§ **GOAL A**
According to the blog post, how many children has Leila of Little Catholic Bubble brought up?

§ **TEXT SHOWN**
## start

What I have found however is the Kindle Reader for PC on the Amazon site – which, as I suspect everyone but me knew, lets me download and read Kindle books on my laptop (which, by the way, also functions as my office PC, my leisure browsing PC, my Kindle Reader as of now AND the occasional flat surface on which to stack drinks in the lounge – please don’t think I am joking on that last one).

Currently priced at £0.00 were a number of books including ‘Orthodoxy’, ‘All things considered’ and ‘Heretics’ by G.K Chesterton which I have been wanting to read for a while. That has saved me about £40. Result.

2 -  I have decided to take a chance and have a go at being a freelance writer. You may remember I was mulling that over last week as well. During the week I was looking into it in a bit more detail and I think that it is almost perfect for me at the moment. I can work from home and if I am really lucky then I might even manage to improve the quality of my posts on this blog.

Of course if this does pay off and I do end up making a steady income from it (and I know that is something I will have to build up to) then it will allow me to demonstrate that ‘stability of lifestyle’ and ‘freedom of choice’ that I need to be able to in order to progress forward in terms of vocation etc.

Watch this space.

3 – I posted before about the new series being run over at  Day in the Life  exploring ‘the wives’ vocation’.

This series has now started with an excellent guest post by Kaylene of the Letters from Momma blog. In it she describes her experiences of the calling to be a wife and also manages to get her husband to say that it is a partnership – Without coercion! – read the post (and see some of the cutest baby photos)  here.

Whilst on the subject of babies – a topic you note that I will do my best to avoid for at least another 6 months after this post – I ought to tell you that I appear to have been imbued with a special talent by the Lord. Whenever I pick up a baby I can almost guarantee that it will immediately, and joyfully, fill its nappy. This naturally leads to the awkward feeling a fem moments later when holding said baby that is just a little bit more.. um.. Soft… than it ought to be and then you begin to notice the smell.

So it is with absolute amazement that I read the blogs of Catholic mothers out there who have had more than one baby. Leila over at Little Catholic Bubble has had eight to bring up – which in my book puts her somewhere between saint and martyr – and has written an exceptionally good piece about raising her children in the faith. Please do go along and have a look.

Sample quote:

If we don’t raise our children to be moral first and foremost, then we miss the point of parenthood entirely. We have enough financially successful, popular and “happy” degenerates out in the world already. What we can never have enough of is saints.

Go and have a look for the rest.

4 – I honestly forget which  blogger said it (and if anyone knows then please say and I will attribute it properly to them) but I remember recently reading someone’s summary of the continuity of the doctrine of the eucharist.

## end

§ **DATA TO PROCESS**
## start

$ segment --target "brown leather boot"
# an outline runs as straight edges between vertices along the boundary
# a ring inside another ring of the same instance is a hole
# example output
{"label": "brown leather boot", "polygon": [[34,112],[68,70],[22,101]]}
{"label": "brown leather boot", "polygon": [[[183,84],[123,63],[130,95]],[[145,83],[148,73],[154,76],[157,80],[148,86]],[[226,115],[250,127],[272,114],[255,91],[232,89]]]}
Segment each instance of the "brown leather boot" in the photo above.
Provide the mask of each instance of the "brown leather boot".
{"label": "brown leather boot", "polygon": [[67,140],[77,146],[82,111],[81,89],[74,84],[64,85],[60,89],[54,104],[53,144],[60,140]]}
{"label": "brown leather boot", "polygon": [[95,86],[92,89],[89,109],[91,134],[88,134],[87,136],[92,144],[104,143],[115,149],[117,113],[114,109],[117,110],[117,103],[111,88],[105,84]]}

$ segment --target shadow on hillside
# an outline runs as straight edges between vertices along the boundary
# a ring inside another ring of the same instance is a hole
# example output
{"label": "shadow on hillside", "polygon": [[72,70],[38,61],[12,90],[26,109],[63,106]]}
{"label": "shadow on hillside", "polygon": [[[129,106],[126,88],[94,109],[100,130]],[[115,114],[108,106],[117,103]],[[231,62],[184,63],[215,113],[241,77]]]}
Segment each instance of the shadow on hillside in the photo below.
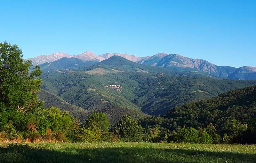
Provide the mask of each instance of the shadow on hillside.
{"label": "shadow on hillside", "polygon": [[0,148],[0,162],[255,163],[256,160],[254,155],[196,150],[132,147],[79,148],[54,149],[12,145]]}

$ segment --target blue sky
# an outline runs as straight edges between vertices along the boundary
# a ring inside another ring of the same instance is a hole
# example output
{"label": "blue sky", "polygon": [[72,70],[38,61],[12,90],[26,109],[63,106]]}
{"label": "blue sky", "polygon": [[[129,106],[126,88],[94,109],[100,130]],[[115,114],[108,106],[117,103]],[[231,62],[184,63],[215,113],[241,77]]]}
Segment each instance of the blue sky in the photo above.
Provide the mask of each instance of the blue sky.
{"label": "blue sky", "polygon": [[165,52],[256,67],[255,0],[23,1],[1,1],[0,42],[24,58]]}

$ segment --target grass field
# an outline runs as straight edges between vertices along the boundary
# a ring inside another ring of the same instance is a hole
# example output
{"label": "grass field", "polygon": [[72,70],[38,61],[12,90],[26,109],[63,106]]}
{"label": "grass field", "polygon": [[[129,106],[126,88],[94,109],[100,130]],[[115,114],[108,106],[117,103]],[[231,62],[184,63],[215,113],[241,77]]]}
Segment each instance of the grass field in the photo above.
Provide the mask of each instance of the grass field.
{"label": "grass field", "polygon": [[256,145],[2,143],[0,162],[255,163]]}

## end
## start

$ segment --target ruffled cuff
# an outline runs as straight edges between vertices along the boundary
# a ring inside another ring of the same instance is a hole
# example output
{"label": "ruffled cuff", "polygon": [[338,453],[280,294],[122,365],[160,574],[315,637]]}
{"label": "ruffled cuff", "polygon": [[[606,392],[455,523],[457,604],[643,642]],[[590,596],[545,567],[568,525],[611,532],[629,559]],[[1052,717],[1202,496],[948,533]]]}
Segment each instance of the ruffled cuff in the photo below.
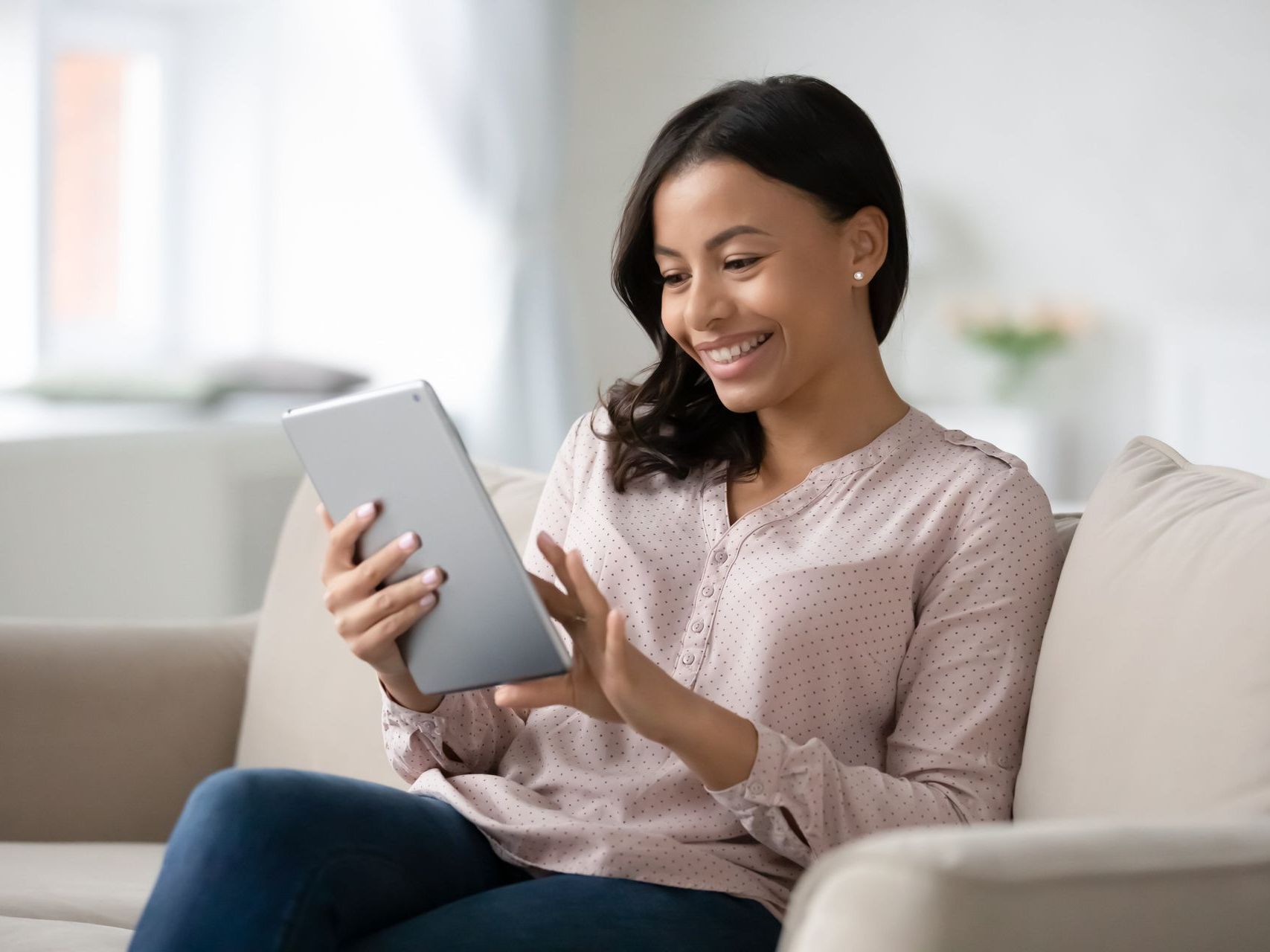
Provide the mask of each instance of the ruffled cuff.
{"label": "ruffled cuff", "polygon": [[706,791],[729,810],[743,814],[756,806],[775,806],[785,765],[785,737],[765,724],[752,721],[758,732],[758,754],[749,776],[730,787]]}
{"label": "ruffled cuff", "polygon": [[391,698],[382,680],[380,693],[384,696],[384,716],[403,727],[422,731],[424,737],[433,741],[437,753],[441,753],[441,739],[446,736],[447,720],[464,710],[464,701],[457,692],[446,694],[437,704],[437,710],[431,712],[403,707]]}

## end

§ **GOAL B**
Please pick out every row in the two blocks that contains the word "above".

§ **EXPECTED ANSWER A**
Eight.

§ **EXPECTED ANSWER B**
Segment each instance of the "brown leather boot" in the photo above.
Segment each instance of the blue sky in the photo above.
Segment each instance of the grass field in the photo above.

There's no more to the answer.